#### Requirement
Could you write out every entry exactly as it stands?

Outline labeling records
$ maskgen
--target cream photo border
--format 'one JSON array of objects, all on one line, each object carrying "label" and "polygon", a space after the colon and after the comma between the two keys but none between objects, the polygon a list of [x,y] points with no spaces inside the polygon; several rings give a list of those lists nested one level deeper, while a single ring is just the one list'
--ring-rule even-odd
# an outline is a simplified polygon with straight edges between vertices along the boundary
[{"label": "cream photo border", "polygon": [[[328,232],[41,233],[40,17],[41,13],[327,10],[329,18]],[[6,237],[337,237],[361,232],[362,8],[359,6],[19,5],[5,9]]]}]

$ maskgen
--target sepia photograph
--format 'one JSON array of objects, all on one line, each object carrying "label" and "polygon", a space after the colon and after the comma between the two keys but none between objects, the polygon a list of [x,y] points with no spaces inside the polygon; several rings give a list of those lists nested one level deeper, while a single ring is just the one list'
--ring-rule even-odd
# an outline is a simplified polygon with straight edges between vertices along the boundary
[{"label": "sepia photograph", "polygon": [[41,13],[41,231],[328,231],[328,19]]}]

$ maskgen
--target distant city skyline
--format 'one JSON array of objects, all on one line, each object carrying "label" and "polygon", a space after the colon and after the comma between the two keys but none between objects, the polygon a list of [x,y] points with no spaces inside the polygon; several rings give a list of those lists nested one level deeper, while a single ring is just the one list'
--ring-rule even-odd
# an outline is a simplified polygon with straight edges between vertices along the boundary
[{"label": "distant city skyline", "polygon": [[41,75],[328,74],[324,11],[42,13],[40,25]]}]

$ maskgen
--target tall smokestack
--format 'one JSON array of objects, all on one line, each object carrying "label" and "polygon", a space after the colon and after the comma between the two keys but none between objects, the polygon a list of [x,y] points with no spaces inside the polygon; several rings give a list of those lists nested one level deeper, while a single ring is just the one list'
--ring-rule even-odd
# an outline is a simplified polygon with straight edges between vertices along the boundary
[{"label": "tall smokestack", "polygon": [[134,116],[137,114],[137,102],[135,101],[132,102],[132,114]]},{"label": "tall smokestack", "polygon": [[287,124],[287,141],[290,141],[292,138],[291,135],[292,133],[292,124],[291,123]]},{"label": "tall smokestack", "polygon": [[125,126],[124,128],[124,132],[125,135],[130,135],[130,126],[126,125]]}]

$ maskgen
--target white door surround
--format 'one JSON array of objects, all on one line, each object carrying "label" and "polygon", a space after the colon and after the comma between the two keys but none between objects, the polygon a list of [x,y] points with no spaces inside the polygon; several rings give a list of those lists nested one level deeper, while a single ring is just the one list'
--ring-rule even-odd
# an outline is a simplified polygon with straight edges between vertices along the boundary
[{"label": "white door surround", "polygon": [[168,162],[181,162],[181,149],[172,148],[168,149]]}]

#### Answer to the exercise
$ maskgen
--target cream photo border
--format 'one JSON array of objects, all on one line, each object carrying "label" and "polygon", a space after the colon and after the comma between the two keys but none between objects, the polygon a list of [x,y] points with no spaces inside the polygon; several rings give a list of those lists nested one level deeper, while a single ring is just the one list'
--ring-rule even-odd
# an outline is a simplified polygon with straight edges between vertices along the boundary
[{"label": "cream photo border", "polygon": [[[328,232],[41,233],[40,17],[41,13],[327,10],[329,18]],[[6,237],[337,237],[361,232],[362,8],[359,6],[19,5],[5,9]]]}]

$ maskgen
--target sepia photograph
--format 'one JSON array of objects, all on one line, each object carrying "label" and "polygon", a space after the colon and after the comma between the two keys but none between objects, the polygon a list of [x,y] points with no spaces inside the polygon; several rings give a list of those lists nested one level deeper, while a single ring is just the one list'
--ring-rule even-odd
# an outline is a simplified polygon with straight edges between vertices along the boundary
[{"label": "sepia photograph", "polygon": [[41,13],[41,231],[328,231],[328,19]]}]

$ maskgen
--target distant city skyline
--format 'one JSON array of objects, all on one line, each object carrying "label" and "polygon", a space after the colon and after the comma between the two keys but none between objects, the polygon a list of [x,y] points with no spaces inside the polygon; several rings give a list of those lists nested one level deeper, while a single ring is just the one list'
--ring-rule even-odd
# an outline is a simplified polygon with straight edges between vertices along the boundary
[{"label": "distant city skyline", "polygon": [[41,75],[328,74],[324,11],[42,13],[40,25]]}]

$ maskgen
--target tall smokestack
--format 'one JSON array of objects, all on one line, each object carrying "label" and "polygon", a space after the colon and after the comma between the two keys but none between objects, the polygon a list of [x,y] points with no spaces inside the polygon; several rings give a list of those lists nested one level deeper, while a single ring is just the one list'
--ring-rule even-odd
# an outline is a simplified polygon with straight edges between vertices along the boundary
[{"label": "tall smokestack", "polygon": [[134,116],[137,114],[137,102],[135,101],[132,102],[132,114]]},{"label": "tall smokestack", "polygon": [[287,124],[287,141],[290,141],[292,138],[291,135],[292,133],[292,124],[291,123]]},{"label": "tall smokestack", "polygon": [[125,126],[124,128],[124,132],[125,135],[130,135],[130,126],[126,125]]}]

$ maskgen
--target white door surround
--format 'one JSON array of objects, all on one line, each object carrying "label" and "polygon", a space after the colon and after the comma between the two keys but none between objects, the polygon a list of [x,y] points with no spaces inside the polygon; several rings give a list of those lists nested one level deeper, while a single ring is just the one list'
--ring-rule even-odd
# an outline is a simplified polygon with straight edges between vertices along the boundary
[{"label": "white door surround", "polygon": [[168,162],[181,162],[181,149],[172,148],[168,149]]}]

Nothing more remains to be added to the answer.